Exercise: Rewrite all of the rows below, replacing "Objective" with "Instruction" and leaving every other part unchanged. Omit the pictures from your answer.

Records to use:
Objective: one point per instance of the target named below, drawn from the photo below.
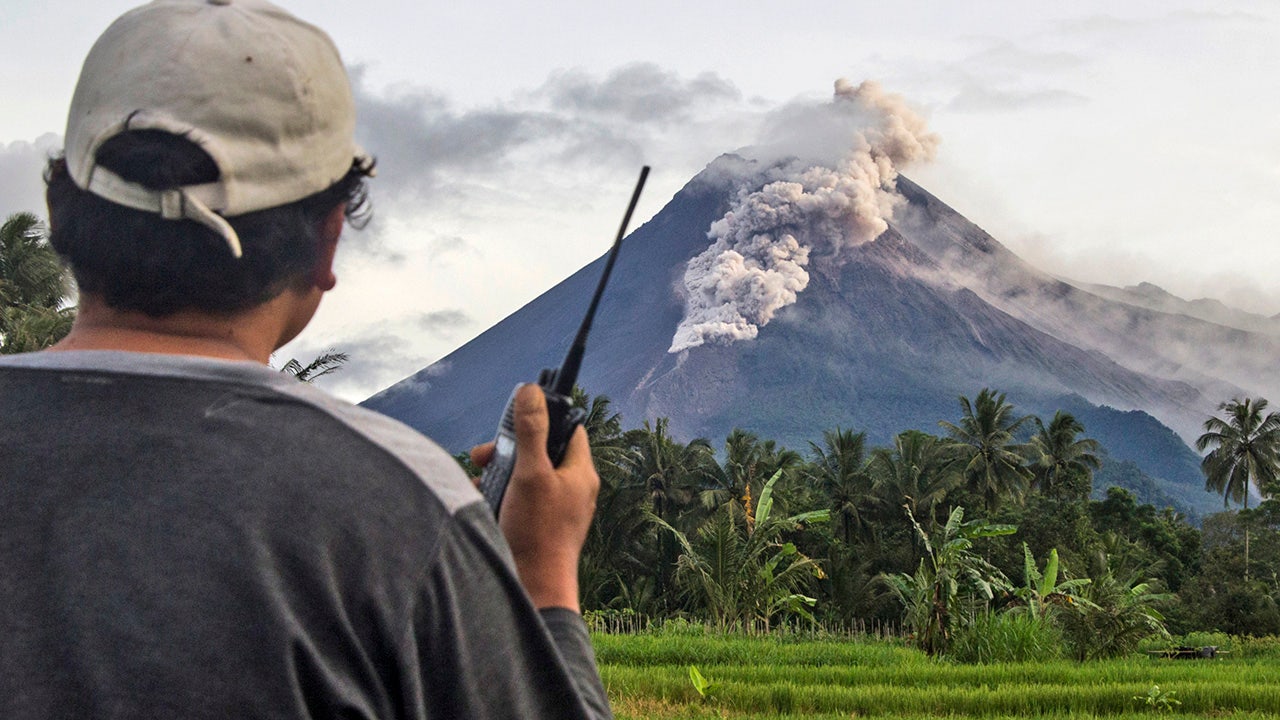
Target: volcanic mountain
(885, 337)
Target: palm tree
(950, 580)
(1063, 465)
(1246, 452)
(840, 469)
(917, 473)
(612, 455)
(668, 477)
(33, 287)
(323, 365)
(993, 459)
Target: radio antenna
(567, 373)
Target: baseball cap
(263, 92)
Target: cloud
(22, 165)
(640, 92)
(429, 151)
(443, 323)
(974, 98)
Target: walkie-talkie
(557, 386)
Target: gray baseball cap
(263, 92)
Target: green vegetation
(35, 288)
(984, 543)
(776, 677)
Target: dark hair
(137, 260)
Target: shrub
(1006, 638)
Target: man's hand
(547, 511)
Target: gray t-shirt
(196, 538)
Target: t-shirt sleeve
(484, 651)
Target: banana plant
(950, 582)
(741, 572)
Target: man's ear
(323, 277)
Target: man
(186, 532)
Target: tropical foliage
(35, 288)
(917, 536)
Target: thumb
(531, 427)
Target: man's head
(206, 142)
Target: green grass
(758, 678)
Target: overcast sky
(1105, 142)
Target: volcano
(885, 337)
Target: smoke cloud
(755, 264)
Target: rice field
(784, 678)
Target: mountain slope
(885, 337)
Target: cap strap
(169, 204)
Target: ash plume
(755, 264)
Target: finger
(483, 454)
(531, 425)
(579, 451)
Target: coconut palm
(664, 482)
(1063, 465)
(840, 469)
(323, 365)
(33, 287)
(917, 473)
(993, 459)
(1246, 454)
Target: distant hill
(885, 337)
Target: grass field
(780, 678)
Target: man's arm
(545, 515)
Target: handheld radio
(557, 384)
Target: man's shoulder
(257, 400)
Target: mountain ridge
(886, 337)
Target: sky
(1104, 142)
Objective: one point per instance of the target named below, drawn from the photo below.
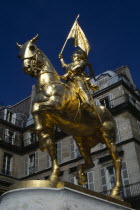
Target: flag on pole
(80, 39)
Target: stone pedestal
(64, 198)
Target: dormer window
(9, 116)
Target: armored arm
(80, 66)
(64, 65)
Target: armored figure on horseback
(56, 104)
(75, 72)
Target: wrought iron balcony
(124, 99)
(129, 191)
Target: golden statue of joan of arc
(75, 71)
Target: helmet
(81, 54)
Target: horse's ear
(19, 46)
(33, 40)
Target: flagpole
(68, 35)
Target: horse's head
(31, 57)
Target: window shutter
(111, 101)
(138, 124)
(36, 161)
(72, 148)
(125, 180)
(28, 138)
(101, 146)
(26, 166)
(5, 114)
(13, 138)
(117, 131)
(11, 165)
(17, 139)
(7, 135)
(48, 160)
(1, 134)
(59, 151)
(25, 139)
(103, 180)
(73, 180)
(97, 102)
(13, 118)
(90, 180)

Answer to the problem:
Instruction: one point per instance of the target named below, drawn from the photo below.
Target: volcanic mountain
(885, 337)
Target: palm tree
(950, 580)
(1063, 465)
(1246, 452)
(840, 469)
(917, 473)
(612, 455)
(668, 477)
(33, 287)
(323, 365)
(993, 459)
Target: radio antenna
(567, 373)
Target: baseball cap
(263, 92)
Target: cloud
(22, 165)
(640, 92)
(429, 151)
(443, 323)
(974, 98)
Target: walkie-talkie
(557, 386)
Target: gray baseball cap
(263, 92)
Target: green vegetation
(35, 288)
(984, 543)
(776, 677)
Target: dark hair
(137, 260)
Target: shrub
(1006, 638)
Target: man's hand
(547, 511)
Target: gray t-shirt
(196, 538)
Target: t-shirt sleeve
(484, 651)
Target: banana plant
(950, 582)
(741, 572)
Target: man's ear
(323, 277)
Target: man
(186, 532)
Target: tropical foliage
(35, 288)
(917, 536)
Target: thumb
(531, 427)
Target: man's head
(206, 142)
Target: green grass
(758, 678)
Target: overcast sky
(1105, 142)
Target: volcano
(885, 337)
Target: smoke cloud
(755, 264)
Target: rice field
(784, 678)
Target: mountain slope
(885, 337)
Target: cap strap
(169, 204)
Target: ash plume
(755, 264)
Target: finger
(483, 454)
(531, 425)
(579, 451)
Target: coconut palm
(664, 482)
(1063, 465)
(840, 469)
(323, 365)
(33, 287)
(917, 473)
(993, 459)
(1246, 454)
Target: distant hill
(885, 337)
Target: grass field
(780, 678)
Target: man's arm
(545, 515)
Target: handheld radio
(557, 384)
Target: man's shoulder
(257, 400)
Target: mountain ridge
(886, 337)
Target: sky
(1104, 142)
Instruction: one point per instance of the target named below, drawn from the photo below.
Target: flag on pole
(80, 39)
Target: stone pedestal
(64, 198)
Target: dormer window
(9, 116)
Target: armored arm
(80, 66)
(64, 65)
Target: armored figure on horseback
(56, 104)
(75, 72)
Target: wrought iron balcony
(124, 99)
(129, 191)
Target: golden statue of joan of arc
(75, 71)
Target: helmet
(81, 54)
Target: horse's ear
(19, 46)
(33, 40)
Target: flagpole
(68, 35)
Target: horse's head
(31, 57)
Target: window shutter
(111, 101)
(138, 124)
(36, 161)
(72, 148)
(125, 180)
(28, 138)
(101, 146)
(26, 166)
(5, 114)
(13, 138)
(117, 131)
(11, 165)
(17, 139)
(7, 135)
(48, 160)
(1, 134)
(59, 151)
(25, 139)
(103, 180)
(73, 180)
(97, 102)
(13, 118)
(90, 180)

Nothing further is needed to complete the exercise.